## What you should do
From the line containing "Expected: for every instance of the window, the" through the last line of the records below, output every line exactly, both ends included, except the pictures.

## Exercise input
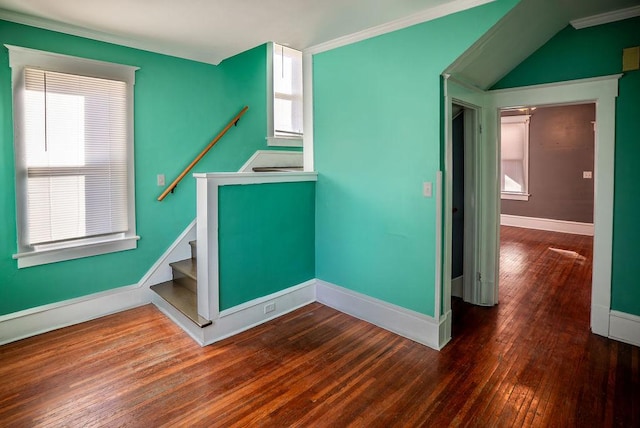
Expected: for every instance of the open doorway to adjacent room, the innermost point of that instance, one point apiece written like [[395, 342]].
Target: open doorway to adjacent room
[[547, 205]]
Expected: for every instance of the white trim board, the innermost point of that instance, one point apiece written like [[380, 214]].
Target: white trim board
[[31, 322], [405, 322], [417, 18], [549, 224], [624, 327], [271, 158], [242, 317], [41, 319], [605, 18]]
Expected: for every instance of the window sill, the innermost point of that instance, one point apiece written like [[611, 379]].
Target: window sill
[[515, 196], [284, 141], [53, 255]]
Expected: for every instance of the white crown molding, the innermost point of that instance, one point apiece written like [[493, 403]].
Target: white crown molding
[[417, 18], [160, 47], [605, 18]]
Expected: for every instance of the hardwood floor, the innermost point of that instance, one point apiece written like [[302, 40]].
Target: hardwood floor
[[530, 361]]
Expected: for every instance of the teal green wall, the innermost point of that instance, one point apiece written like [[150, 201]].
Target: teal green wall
[[266, 235], [180, 106], [590, 52], [377, 129]]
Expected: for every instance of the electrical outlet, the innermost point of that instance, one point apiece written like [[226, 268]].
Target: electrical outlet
[[269, 307]]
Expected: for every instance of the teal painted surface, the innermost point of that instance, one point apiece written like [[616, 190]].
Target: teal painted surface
[[377, 122], [591, 52], [180, 106], [266, 235]]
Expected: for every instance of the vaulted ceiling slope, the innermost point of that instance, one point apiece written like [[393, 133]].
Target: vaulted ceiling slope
[[527, 27], [212, 30]]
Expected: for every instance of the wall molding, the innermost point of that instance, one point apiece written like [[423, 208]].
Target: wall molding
[[41, 319], [242, 317], [551, 225], [417, 18], [605, 18], [624, 327], [34, 321], [405, 322]]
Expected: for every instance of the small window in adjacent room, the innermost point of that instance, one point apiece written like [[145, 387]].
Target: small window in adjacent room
[[73, 139], [514, 159], [284, 98]]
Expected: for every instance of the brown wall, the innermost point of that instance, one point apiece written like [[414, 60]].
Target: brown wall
[[561, 147]]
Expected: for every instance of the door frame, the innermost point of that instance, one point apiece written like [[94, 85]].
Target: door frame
[[472, 100], [603, 92]]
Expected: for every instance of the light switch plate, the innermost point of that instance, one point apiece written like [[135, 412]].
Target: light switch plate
[[427, 189]]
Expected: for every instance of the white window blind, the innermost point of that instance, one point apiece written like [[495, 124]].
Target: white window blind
[[514, 140], [287, 92], [76, 156], [73, 131]]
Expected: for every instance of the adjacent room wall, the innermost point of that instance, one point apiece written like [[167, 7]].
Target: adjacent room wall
[[180, 106], [377, 139], [591, 52], [561, 147]]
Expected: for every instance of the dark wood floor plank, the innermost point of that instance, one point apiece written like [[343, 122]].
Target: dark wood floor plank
[[529, 361]]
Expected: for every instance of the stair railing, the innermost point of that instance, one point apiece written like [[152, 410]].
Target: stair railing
[[233, 122]]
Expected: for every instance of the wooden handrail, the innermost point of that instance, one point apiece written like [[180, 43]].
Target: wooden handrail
[[173, 185]]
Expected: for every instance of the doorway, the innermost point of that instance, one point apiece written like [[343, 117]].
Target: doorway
[[547, 157], [601, 91]]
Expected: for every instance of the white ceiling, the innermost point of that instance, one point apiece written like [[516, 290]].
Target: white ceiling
[[528, 26], [212, 30]]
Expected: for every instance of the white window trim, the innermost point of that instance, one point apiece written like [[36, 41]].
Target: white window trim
[[27, 256], [519, 196], [272, 139]]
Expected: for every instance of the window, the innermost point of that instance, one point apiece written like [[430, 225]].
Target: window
[[73, 123], [284, 98], [514, 141]]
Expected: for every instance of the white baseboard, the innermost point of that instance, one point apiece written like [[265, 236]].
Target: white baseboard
[[445, 330], [624, 327], [242, 317], [34, 321], [552, 225], [600, 320], [405, 322], [457, 286], [41, 319]]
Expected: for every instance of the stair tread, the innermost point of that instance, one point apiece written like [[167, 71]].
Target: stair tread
[[182, 299], [188, 267]]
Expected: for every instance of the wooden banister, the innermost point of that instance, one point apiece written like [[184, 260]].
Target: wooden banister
[[173, 185]]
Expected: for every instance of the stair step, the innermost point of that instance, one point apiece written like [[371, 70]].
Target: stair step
[[182, 299], [194, 248], [185, 273]]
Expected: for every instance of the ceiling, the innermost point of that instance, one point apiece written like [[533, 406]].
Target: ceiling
[[212, 30], [528, 26]]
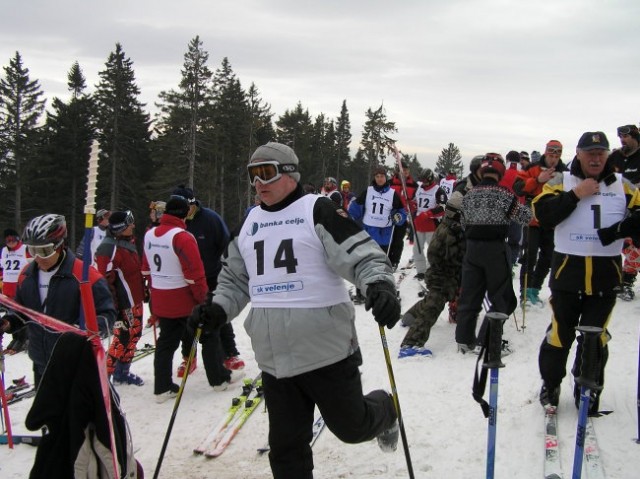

## Exercise output
Expected: for every instance of the window, the innermost point of that instance, one point apiece written like [[430, 225]].
Target: window
[[73, 123], [284, 98], [514, 141]]
Expected: for every instance of the white baseboard, the innermost point of that instance, one point apiece written like [[265, 236]].
Target: white baseboard
[[445, 330], [624, 327], [242, 317], [34, 321], [552, 225], [600, 320], [405, 322], [457, 286], [41, 319]]
Expected: for every instance of the stair tread, the innermost point of that instance, one point apiece written like [[167, 71]].
Target: stair tread
[[182, 299], [188, 267]]
Expected: for every instance of the wooden banister, the innermost point of that instance, one point apiece written like [[184, 260]].
Target: wooden banister
[[173, 185]]
Expected: for every instance of the stair step, the innermost point of that instance, one point apiece written like [[371, 70]].
Target: stair step
[[182, 299], [194, 248], [185, 273]]
Expected: for every instance of the ceiling, the innermost point of that instance, one point apiece written like [[533, 406]].
Target: ceiling
[[212, 30], [528, 26]]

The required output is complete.